▶ **TASK REQUIREMENTS**:
- a) In the book review, what are the four parts into which the book is divided?
- b) Print the stretch of the book review from "After he left" through "a family meltdown.", word for word.

The book takes us through four generations of the family. There at the beginning: Cesare and Rosa Mondavi (there is a useful genealogy on the inside of the cover page). The book describes their journey to California and the start of the family wine business.
The book is divided into four parts-Foundation, Construction, Expansion, and the lugubrious finale, Demolition.
Key themes: family infighting. Cesare's two sons, Robert and Peter had a major falling out, with Peter winning the family battle and ousting him from the family business. The father had sought a single condition when he began the purchase of the Charles Krug Winery-(page 23): "Robert and Peter must work together to build the business." The promise failed.
After he left Charles Krug, Robert Mondavi engaged in a legal scorched earth policy against his brother and mother (who sided with Peter). The end result? Robert won and the rest of the family, in essence, lost. This sad story is told engagingly and leaves one scratching one's head as to what could have accounted for a family meltdown.

▶ **RAW DATA**:
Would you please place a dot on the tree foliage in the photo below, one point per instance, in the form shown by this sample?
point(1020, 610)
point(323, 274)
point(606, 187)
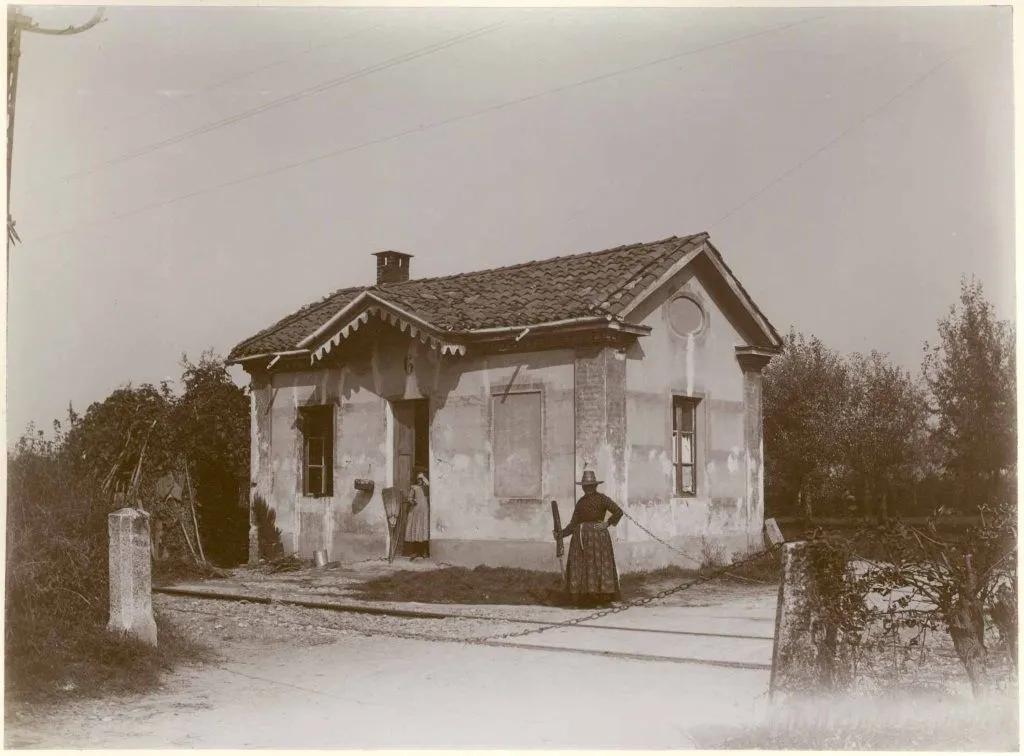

▶ **EXERCISE SOLUTIONS**:
- a) Foundation, Construction, Expansion, and Demolition.

- b)
After he left Charles Krug, Robert Mondavi engaged in a legal scorched earth policy against his brother and mother (who sided with Peter). The end result? Robert won and the rest of the family, in essence, lost. This sad story is told engagingly and leaves one scratching one's head as to what could have accounted for a family meltdown.